## Source extract:
The Fall 2021 Preview Guide
Restaurant to Another World Season 2

How would you rate episode 1 of
Restaurant to Another World (TV 2) ?



What is this?

There is a certain restaurant in the first basement level of a multi-tenant building in one corner of a shopping street near the office district. The historical restaurant, marked by a sign with a picture of a cat, is called "Western Cuisine Nekoya." This restaurant looks completely normal through the week, but on Saturdays, it opens in secret exclusively to some very unique guests. During these hours, doors in various areas of a parallel world open to allow customers of many different races and cultures into the restaurant.

Restaurant to Another World adapts Junpei Inuzuka and Katsumi Enami's light novel series and streams on Crunchyroll on Fridays.


How was the first episode?

Richard Eisenbeis
Rating:

Full disclosure: this is the first episode I've ever seen of Restaurant to Another World. I've never watched the series before because I could tell from both the official description and what I had heard from fans that I likely wouldn't enjoy it. And to be frank, I was right—which makes this review rather hard to write.

## Instructions to follow:
Set down the part of the anime preview exactly as it appears, everything from "How would you" down to "into the restaurant.".

## Extracted entries:
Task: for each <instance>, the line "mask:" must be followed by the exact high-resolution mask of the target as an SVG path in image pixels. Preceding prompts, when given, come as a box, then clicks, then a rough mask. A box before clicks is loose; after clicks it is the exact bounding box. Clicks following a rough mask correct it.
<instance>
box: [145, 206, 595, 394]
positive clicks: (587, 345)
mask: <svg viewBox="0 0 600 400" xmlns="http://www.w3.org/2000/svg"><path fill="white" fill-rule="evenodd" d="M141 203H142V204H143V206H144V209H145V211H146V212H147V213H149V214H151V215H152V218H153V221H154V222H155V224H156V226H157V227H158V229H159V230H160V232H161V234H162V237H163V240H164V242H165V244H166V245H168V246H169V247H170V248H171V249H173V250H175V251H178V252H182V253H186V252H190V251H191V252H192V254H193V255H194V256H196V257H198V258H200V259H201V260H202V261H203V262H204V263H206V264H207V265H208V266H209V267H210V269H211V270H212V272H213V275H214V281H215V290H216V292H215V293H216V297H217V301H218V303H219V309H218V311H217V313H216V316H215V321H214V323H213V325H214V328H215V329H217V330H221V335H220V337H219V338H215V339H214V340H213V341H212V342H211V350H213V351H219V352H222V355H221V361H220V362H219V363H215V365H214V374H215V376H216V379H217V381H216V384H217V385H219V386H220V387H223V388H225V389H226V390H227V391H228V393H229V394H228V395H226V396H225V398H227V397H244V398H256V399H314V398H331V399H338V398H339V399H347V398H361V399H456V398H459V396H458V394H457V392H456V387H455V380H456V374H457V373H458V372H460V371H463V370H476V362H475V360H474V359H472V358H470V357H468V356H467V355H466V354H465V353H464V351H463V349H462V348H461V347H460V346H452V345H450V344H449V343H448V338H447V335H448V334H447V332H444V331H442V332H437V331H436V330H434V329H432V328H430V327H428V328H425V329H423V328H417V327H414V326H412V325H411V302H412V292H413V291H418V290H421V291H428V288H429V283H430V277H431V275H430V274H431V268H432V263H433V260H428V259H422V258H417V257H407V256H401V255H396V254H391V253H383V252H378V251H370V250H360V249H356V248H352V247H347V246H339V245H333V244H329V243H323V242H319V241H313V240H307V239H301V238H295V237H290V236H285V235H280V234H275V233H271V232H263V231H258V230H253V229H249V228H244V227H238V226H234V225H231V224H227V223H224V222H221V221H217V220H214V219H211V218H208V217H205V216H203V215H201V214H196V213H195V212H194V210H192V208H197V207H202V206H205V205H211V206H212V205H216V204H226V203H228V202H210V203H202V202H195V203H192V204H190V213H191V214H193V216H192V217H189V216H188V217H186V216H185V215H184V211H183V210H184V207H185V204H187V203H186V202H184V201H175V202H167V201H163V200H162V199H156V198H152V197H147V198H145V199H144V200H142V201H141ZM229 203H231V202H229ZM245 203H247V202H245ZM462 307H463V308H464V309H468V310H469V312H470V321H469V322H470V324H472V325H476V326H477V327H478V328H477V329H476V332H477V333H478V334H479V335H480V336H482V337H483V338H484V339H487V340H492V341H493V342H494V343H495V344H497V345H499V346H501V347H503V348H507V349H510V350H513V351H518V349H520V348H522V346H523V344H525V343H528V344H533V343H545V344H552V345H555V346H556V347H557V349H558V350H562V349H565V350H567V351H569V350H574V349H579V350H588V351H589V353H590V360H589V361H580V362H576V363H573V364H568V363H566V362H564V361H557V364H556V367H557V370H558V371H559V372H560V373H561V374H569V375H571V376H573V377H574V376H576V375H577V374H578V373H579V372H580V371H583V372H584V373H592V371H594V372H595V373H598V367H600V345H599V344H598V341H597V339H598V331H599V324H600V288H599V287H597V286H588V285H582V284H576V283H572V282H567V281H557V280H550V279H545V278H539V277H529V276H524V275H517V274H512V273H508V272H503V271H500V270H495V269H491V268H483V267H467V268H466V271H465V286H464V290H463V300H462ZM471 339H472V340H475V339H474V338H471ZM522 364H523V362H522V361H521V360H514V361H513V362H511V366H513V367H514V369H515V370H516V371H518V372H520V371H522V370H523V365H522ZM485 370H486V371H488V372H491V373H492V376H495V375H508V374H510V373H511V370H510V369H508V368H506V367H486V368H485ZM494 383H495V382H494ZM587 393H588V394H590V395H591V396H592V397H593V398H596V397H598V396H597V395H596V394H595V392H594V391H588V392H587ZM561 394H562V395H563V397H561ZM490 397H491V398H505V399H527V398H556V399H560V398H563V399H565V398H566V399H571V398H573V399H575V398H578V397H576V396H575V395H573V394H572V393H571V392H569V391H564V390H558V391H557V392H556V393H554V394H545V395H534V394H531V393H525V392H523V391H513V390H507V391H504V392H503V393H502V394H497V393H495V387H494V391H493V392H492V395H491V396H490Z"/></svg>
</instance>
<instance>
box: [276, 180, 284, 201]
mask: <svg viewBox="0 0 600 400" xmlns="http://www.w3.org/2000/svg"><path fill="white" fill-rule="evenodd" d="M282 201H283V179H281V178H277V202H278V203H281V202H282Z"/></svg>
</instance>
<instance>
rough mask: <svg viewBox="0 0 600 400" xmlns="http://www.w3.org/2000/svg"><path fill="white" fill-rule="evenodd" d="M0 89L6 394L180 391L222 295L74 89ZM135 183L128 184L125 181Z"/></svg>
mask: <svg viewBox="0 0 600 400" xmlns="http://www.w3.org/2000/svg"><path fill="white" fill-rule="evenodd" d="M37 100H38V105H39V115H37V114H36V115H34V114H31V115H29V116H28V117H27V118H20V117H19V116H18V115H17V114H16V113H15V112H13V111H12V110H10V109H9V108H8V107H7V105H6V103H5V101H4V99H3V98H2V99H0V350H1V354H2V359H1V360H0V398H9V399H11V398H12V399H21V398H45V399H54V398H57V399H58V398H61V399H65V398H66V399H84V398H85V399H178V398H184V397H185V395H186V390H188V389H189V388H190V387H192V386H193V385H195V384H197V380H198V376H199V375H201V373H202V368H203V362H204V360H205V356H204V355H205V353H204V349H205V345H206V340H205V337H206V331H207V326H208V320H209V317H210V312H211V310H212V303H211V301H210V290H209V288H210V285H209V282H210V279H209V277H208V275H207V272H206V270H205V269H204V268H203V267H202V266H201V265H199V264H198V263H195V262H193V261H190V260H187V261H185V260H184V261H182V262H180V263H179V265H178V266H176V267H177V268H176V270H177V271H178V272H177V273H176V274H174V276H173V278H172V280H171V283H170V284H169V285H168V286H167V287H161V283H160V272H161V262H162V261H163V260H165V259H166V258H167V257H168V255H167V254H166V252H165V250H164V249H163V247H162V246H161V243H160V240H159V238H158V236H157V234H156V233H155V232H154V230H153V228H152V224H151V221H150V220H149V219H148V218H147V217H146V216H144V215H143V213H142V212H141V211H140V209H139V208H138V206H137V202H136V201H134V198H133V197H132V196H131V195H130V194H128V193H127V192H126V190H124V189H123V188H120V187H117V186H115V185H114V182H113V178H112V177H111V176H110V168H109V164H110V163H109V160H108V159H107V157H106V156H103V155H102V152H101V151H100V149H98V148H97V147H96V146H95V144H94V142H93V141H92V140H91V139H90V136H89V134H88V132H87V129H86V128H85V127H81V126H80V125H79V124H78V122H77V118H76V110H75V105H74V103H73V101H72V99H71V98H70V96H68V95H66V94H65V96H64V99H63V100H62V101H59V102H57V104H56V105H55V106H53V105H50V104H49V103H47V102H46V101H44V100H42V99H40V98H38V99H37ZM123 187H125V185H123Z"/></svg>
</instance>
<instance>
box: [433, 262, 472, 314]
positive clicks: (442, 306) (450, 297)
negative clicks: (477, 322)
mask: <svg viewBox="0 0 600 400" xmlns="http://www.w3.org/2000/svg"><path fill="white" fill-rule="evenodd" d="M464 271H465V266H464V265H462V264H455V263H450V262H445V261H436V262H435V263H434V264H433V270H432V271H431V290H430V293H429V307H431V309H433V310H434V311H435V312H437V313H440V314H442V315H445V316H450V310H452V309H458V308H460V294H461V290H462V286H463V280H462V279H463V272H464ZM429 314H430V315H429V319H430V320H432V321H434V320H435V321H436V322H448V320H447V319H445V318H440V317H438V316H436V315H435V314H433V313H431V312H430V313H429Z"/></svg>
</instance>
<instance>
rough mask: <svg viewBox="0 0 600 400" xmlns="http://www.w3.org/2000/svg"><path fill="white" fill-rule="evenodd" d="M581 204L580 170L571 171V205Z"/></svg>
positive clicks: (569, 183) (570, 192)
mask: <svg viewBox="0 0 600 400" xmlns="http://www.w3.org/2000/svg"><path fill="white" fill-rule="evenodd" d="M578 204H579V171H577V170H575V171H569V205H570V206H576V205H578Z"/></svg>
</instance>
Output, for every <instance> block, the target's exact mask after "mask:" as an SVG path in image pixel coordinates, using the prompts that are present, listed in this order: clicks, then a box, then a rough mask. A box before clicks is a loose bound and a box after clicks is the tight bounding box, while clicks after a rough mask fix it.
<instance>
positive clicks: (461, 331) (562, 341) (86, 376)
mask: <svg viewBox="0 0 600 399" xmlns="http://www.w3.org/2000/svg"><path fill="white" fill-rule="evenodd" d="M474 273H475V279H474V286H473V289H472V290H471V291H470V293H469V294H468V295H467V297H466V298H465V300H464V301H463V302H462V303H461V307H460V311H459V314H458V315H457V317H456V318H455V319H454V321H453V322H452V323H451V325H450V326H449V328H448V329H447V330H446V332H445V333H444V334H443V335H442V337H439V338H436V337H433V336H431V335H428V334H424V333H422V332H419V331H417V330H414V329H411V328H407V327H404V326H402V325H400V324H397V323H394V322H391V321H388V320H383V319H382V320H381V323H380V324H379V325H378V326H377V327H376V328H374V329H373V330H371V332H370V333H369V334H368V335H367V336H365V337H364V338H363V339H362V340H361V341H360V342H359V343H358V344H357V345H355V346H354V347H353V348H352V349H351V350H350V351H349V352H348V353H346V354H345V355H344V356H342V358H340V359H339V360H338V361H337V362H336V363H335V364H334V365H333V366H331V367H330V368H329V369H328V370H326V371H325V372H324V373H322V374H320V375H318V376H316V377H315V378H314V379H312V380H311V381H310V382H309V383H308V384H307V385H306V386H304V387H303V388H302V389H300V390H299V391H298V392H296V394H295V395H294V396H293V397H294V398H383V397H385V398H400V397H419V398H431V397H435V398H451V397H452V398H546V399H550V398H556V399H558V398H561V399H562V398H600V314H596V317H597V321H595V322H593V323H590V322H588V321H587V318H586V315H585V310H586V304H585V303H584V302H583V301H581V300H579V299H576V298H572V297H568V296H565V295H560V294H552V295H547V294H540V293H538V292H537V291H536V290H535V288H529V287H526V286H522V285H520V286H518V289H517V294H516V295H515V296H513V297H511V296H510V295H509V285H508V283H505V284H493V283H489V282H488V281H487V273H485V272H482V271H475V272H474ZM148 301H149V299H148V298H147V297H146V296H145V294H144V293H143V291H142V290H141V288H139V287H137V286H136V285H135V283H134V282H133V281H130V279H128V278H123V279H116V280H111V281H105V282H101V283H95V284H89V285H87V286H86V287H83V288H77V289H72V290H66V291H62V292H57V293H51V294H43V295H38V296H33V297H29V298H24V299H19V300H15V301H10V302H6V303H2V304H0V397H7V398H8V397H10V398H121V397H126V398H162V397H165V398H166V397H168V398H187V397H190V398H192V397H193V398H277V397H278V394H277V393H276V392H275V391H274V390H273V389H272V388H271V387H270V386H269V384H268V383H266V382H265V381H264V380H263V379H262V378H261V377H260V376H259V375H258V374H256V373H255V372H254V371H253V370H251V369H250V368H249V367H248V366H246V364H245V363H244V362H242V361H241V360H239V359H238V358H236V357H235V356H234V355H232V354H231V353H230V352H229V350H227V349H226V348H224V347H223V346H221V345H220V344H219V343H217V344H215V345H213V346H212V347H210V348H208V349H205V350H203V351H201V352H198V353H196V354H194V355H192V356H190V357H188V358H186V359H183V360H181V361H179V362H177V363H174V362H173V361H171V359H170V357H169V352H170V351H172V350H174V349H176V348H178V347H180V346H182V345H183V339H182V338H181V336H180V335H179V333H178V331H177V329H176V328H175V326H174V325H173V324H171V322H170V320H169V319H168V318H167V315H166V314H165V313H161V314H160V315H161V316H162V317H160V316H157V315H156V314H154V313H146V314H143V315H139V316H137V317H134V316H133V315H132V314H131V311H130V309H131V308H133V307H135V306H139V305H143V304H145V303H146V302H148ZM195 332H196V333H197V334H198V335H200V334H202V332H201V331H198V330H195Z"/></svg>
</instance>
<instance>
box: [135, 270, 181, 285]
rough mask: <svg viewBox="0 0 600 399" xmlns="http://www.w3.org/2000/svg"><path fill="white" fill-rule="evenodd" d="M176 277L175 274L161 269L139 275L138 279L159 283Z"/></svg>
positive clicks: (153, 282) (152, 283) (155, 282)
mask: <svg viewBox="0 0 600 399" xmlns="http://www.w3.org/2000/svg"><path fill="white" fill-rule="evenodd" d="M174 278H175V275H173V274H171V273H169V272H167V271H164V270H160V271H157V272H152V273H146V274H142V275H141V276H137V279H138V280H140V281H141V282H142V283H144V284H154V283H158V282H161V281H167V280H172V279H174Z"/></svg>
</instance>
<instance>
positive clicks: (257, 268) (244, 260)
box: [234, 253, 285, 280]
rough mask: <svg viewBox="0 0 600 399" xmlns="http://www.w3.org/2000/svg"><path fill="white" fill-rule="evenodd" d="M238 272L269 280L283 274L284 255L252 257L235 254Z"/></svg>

## Answer space:
How would you rate episode 1 of
Restaurant to Another World (TV 2) ?



What is this?

There is a certain restaurant in the first basement level of a multi-tenant building in one corner of a shopping street near the office district. The historical restaurant, marked by a sign with a picture of a cat, is called "Western Cuisine Nekoya." This restaurant looks completely normal through the week, but on Saturdays, it opens in secret exclusively to some very unique guests. During these hours, doors in various areas of a parallel world open to allow customers of many different races and cultures into the restaurant.